> _Work to be completed_
In the book review, copy the stretch that begins with "Dad: How did" and ends with "they saw Him.", putting "Daughter" wherever "Lily" appears.

> _Text block_
Cold Case Christianity & God’s Crime Scene For Kids – Review.

Recently, my oldest daughter and I sat down to read through both of J. Warner Wallace’s texts noted in the above title (She just turned eight).

We actually read both of them over a few weeks.

However, as opposed to a traditional review, we decided that perhaps a Q&A could be a bit more interesting. With that said here we go…

Dad: What do you think was the most important idea in CCCFK?

Lily: Jason really thought that maybe Jesus was not real, but then after they [the cadets and detective Jeffries] talked about it he knew Jesus must have been real.

Dad: How did they know that? How did they find out? What did they do?

Lily: They talked about good evidence.

Dad: Like what?

Lily: Well, there were some people that did not even believe in, or like Jesus, but then said they saw Him.

Dad: Like who? Who didn’t really like Jesus, but then said they saw Him alive?

Lily: One person is Paul, and another one is James.

Dad: So why, or how, is that important for showing that Jesus was real, or that He was alive again?

Lily: Because, Jesus’ disciples said He was alive, and why would the bad people [Paul and James] say He was alive too?

Dad: But why is that important that Paul and James said the same thing that the disciples said? Couldn’t Paul and James just lie?

Lily: Because if it was a lie, then people would beat them up and kill them, but why would they just get beat up and killed if they just lied about it? Who’d die for a lie?

Dad: Ok. Iet’s move on to GCSFK

Dad: What do you think is the most important idea in GCSFK?

Lily: Grandma Miri started to believe in God when they {cadets} were doing their mystery.

Dad: What about the book? What was it about?

Lily: It’s about a shoebox mystery, and about reasons to think that God is real.

Dad: Like what reasons?

Lily: Like the universe could not just pop into existence, so God would have to make it.

> _Data records_

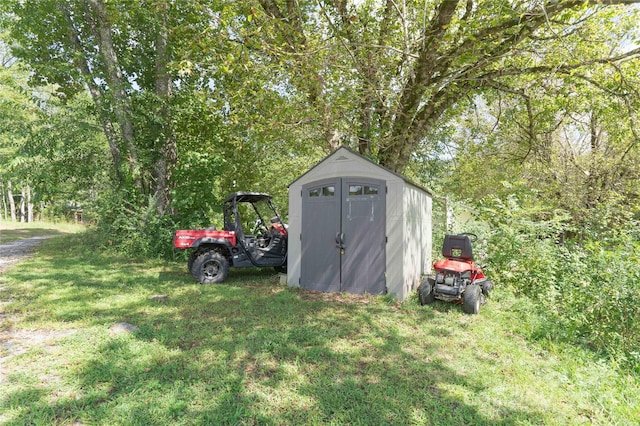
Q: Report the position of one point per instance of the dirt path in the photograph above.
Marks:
(15, 251)
(16, 342)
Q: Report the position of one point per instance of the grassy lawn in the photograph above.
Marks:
(251, 351)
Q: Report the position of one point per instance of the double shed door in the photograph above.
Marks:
(343, 239)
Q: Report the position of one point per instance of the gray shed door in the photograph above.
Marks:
(344, 236)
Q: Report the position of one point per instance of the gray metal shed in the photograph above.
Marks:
(357, 227)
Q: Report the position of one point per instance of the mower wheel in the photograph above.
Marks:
(472, 299)
(210, 267)
(425, 291)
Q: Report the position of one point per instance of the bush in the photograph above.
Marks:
(133, 228)
(586, 287)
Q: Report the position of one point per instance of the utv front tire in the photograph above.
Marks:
(425, 291)
(472, 299)
(210, 267)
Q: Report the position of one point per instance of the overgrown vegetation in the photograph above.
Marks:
(252, 351)
(583, 282)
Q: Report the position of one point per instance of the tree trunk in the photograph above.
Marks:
(4, 201)
(23, 212)
(12, 202)
(102, 107)
(121, 108)
(168, 150)
(29, 204)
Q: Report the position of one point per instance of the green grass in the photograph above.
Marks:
(251, 351)
(10, 231)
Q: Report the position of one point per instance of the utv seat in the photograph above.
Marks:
(457, 247)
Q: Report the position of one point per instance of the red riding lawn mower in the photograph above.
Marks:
(457, 278)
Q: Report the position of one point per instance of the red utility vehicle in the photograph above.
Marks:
(457, 278)
(253, 236)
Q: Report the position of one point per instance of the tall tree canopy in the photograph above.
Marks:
(382, 75)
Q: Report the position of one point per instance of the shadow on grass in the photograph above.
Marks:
(245, 352)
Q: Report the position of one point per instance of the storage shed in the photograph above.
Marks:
(357, 227)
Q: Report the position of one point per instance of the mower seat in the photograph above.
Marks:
(457, 247)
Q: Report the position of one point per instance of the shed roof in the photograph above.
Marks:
(344, 148)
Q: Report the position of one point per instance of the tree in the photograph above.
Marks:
(121, 53)
(406, 66)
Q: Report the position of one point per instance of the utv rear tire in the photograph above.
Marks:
(210, 267)
(472, 299)
(425, 291)
(486, 288)
(192, 258)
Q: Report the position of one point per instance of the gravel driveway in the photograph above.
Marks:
(17, 250)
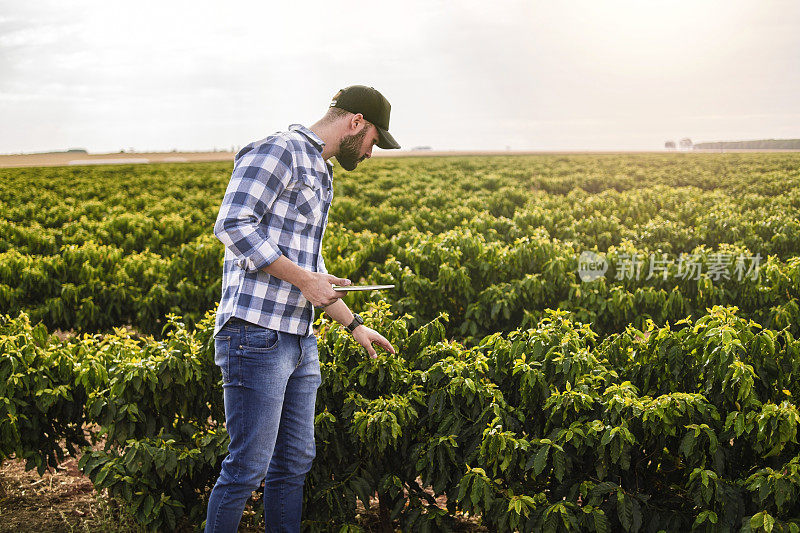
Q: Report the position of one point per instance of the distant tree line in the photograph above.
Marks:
(768, 144)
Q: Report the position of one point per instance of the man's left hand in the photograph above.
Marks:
(366, 337)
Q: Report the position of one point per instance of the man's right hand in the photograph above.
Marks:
(317, 288)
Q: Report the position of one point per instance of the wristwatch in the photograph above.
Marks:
(357, 321)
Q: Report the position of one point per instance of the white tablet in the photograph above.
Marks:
(349, 288)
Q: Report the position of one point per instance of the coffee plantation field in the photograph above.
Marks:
(588, 342)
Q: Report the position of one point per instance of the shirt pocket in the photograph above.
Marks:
(309, 197)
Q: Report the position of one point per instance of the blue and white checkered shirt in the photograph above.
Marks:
(276, 204)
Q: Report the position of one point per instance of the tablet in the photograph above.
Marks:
(349, 288)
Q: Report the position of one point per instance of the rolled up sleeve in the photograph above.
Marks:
(259, 177)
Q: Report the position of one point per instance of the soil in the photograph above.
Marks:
(64, 500)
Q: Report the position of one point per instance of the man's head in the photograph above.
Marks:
(360, 117)
(356, 136)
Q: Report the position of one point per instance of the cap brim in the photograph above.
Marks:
(385, 140)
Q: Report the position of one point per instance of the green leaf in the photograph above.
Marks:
(541, 460)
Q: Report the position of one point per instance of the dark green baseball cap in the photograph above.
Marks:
(372, 105)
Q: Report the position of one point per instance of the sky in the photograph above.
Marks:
(528, 75)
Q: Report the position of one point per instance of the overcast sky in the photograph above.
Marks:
(592, 74)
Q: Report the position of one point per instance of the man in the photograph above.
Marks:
(272, 221)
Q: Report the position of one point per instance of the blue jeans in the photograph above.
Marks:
(270, 382)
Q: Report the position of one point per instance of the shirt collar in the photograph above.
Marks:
(313, 137)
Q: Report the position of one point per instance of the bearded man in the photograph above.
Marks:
(272, 220)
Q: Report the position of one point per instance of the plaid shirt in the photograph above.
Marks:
(276, 204)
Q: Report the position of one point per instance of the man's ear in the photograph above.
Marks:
(355, 120)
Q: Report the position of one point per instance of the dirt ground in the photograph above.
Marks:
(64, 501)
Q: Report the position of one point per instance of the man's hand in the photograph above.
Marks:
(318, 290)
(366, 337)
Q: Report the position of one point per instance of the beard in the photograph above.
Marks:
(349, 150)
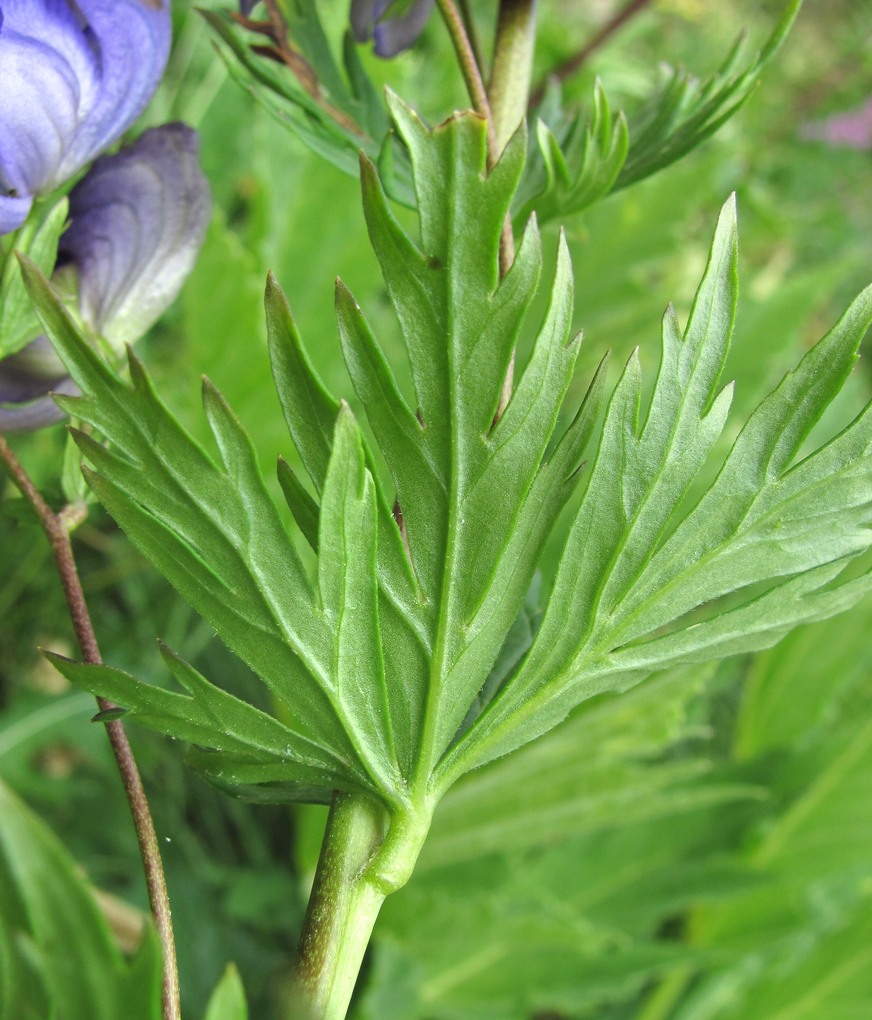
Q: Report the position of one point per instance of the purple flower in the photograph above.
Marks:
(73, 75)
(137, 222)
(851, 131)
(392, 24)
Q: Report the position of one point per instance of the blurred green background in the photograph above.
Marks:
(696, 849)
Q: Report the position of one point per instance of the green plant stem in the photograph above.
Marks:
(57, 528)
(508, 95)
(362, 861)
(510, 80)
(570, 66)
(470, 70)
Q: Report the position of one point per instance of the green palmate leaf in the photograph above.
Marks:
(216, 534)
(336, 111)
(413, 655)
(684, 111)
(632, 570)
(57, 956)
(574, 164)
(578, 160)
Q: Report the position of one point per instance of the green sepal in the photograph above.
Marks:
(37, 240)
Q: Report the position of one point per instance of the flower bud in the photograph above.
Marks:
(391, 31)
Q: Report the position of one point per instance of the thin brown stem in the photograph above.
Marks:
(56, 527)
(469, 21)
(577, 60)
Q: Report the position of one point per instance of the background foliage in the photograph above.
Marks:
(685, 852)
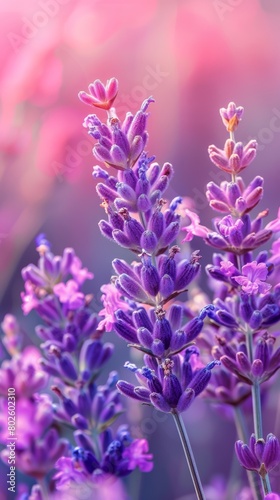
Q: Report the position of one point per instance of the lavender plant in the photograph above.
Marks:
(246, 292)
(75, 434)
(223, 350)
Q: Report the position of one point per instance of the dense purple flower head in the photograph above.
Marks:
(38, 445)
(89, 406)
(234, 197)
(170, 387)
(261, 455)
(47, 279)
(23, 372)
(231, 116)
(158, 332)
(120, 455)
(119, 145)
(235, 357)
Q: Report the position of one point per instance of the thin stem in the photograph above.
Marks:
(242, 434)
(266, 484)
(257, 408)
(44, 488)
(189, 456)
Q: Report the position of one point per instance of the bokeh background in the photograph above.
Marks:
(193, 56)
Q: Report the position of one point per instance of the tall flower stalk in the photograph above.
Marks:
(145, 313)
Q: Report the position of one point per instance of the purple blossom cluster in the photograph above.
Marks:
(224, 350)
(56, 388)
(233, 331)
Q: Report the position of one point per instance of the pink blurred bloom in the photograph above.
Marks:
(29, 299)
(275, 250)
(138, 456)
(274, 225)
(234, 157)
(23, 372)
(13, 338)
(68, 294)
(112, 301)
(231, 116)
(194, 229)
(253, 278)
(80, 274)
(227, 268)
(100, 96)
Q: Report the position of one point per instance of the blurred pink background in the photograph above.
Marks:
(193, 56)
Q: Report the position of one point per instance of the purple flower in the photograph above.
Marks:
(91, 406)
(235, 197)
(169, 387)
(234, 357)
(112, 301)
(119, 145)
(234, 157)
(68, 293)
(100, 96)
(138, 456)
(38, 444)
(13, 336)
(194, 229)
(79, 273)
(261, 455)
(253, 277)
(23, 372)
(231, 116)
(274, 225)
(118, 458)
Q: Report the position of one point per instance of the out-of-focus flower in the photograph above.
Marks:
(111, 300)
(261, 455)
(38, 445)
(13, 337)
(24, 373)
(253, 278)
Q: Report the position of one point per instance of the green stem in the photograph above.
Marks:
(189, 456)
(242, 434)
(257, 408)
(44, 488)
(266, 484)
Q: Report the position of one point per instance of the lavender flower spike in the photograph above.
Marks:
(261, 456)
(100, 96)
(231, 116)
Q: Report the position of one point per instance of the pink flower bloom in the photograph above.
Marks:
(68, 294)
(137, 454)
(234, 157)
(100, 96)
(112, 301)
(80, 274)
(227, 268)
(194, 229)
(275, 250)
(29, 299)
(274, 225)
(231, 116)
(252, 280)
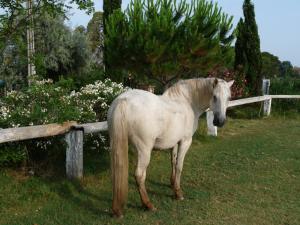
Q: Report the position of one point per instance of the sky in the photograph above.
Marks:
(277, 20)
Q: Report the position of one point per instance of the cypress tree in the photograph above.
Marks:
(247, 48)
(109, 6)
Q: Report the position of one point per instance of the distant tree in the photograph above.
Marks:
(96, 38)
(270, 65)
(164, 40)
(80, 29)
(15, 16)
(240, 62)
(286, 69)
(59, 51)
(297, 71)
(248, 55)
(109, 6)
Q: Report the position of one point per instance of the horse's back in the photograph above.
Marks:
(153, 119)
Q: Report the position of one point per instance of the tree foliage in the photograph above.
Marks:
(163, 40)
(271, 65)
(96, 38)
(248, 55)
(59, 51)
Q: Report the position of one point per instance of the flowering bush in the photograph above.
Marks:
(44, 102)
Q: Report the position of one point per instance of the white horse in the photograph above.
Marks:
(165, 121)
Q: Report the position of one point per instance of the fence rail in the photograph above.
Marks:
(74, 132)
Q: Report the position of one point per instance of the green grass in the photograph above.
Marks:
(249, 174)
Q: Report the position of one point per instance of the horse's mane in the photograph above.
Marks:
(191, 88)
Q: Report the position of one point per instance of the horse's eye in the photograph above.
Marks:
(215, 98)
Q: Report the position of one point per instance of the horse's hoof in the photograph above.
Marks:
(180, 198)
(118, 214)
(151, 207)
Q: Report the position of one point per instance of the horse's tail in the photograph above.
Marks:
(119, 156)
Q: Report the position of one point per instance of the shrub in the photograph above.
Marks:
(44, 103)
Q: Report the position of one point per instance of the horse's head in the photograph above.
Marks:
(219, 100)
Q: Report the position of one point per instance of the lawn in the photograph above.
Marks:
(249, 174)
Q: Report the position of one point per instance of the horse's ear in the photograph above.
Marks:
(215, 82)
(230, 83)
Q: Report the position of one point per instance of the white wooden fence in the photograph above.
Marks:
(74, 133)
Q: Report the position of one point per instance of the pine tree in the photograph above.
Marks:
(247, 50)
(164, 40)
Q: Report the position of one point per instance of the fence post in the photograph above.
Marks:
(211, 129)
(265, 90)
(74, 154)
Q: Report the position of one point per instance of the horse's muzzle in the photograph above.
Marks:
(219, 121)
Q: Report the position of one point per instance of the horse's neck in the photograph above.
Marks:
(196, 92)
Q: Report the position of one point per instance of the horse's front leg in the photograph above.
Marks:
(140, 176)
(173, 164)
(183, 148)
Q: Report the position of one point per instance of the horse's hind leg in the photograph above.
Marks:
(140, 175)
(173, 163)
(183, 148)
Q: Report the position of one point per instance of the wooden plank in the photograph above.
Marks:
(211, 129)
(92, 127)
(74, 154)
(25, 133)
(248, 100)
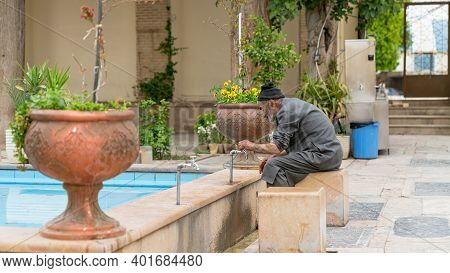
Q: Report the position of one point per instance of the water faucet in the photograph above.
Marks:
(233, 154)
(187, 164)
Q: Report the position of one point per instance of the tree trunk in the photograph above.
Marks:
(249, 9)
(12, 55)
(319, 58)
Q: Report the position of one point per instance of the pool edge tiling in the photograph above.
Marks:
(155, 224)
(30, 199)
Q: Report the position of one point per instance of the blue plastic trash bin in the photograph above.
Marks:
(364, 140)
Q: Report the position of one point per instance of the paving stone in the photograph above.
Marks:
(432, 189)
(408, 247)
(401, 207)
(436, 206)
(365, 211)
(349, 237)
(421, 227)
(365, 189)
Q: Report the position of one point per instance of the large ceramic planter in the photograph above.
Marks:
(82, 149)
(243, 121)
(10, 147)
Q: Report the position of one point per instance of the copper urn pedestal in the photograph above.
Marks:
(239, 122)
(83, 149)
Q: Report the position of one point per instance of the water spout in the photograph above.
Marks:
(233, 154)
(191, 164)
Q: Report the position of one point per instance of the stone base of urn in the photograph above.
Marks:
(83, 219)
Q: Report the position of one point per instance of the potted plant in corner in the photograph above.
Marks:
(82, 143)
(329, 96)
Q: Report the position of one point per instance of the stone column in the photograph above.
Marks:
(12, 55)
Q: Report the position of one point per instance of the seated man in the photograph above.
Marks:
(304, 140)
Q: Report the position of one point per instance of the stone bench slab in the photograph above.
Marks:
(335, 184)
(292, 220)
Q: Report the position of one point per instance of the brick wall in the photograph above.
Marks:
(150, 22)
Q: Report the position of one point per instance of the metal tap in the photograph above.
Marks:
(187, 164)
(233, 154)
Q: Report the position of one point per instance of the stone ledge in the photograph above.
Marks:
(335, 184)
(292, 220)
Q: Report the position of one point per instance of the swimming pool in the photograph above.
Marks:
(30, 199)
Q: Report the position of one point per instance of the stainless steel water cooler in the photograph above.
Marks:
(367, 102)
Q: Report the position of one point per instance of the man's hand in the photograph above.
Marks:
(246, 145)
(263, 163)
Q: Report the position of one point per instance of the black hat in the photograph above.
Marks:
(269, 92)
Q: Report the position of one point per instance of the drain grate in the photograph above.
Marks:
(349, 237)
(365, 211)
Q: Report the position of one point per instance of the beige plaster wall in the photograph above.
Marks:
(290, 83)
(206, 61)
(346, 31)
(54, 31)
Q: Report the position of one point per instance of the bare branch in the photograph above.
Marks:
(83, 73)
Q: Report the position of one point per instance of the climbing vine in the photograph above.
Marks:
(161, 86)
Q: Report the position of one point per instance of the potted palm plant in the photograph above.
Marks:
(82, 143)
(239, 117)
(329, 96)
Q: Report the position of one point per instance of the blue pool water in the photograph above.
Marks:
(30, 199)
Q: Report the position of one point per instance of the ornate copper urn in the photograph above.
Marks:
(82, 149)
(243, 121)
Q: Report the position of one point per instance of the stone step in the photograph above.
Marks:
(422, 102)
(430, 110)
(419, 119)
(415, 129)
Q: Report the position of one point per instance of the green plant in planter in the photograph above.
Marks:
(329, 95)
(20, 90)
(51, 94)
(154, 129)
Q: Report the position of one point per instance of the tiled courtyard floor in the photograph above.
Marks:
(398, 203)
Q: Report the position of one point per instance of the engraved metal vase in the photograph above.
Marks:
(82, 149)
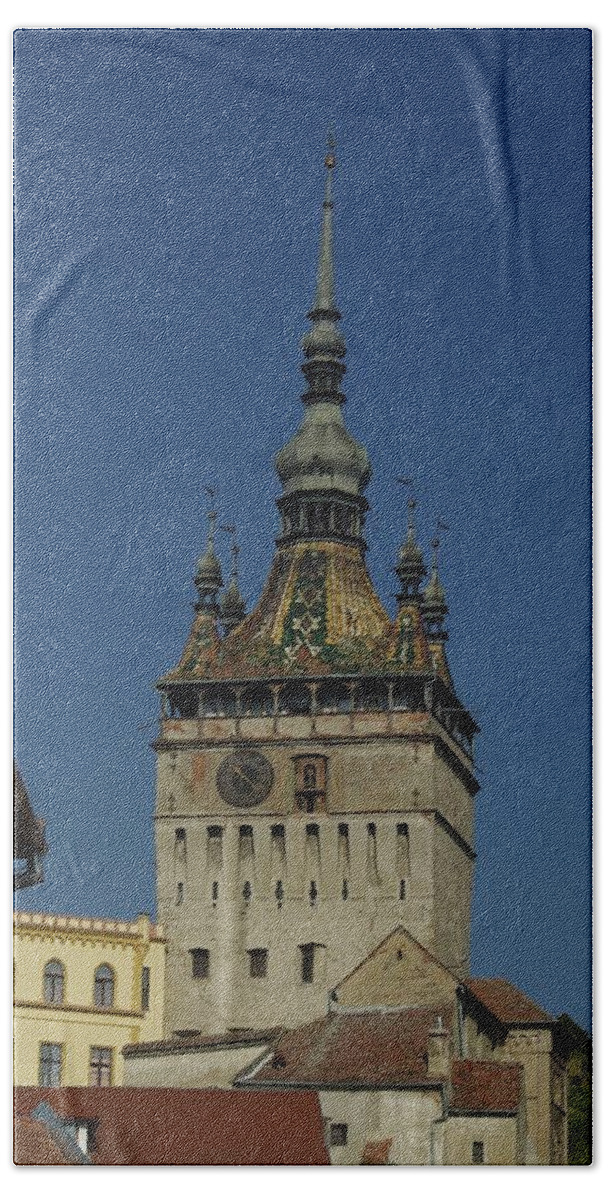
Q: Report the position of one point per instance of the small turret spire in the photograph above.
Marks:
(410, 564)
(232, 607)
(209, 579)
(324, 345)
(434, 606)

> _Complete response_
Dad: How did they know that? How did they find out? What did they do?

Daughter: They talked about good evidence.

Dad: Like what?

Daughter: Well, there were some people that did not even believe in, or like Jesus, but then said they saw Him.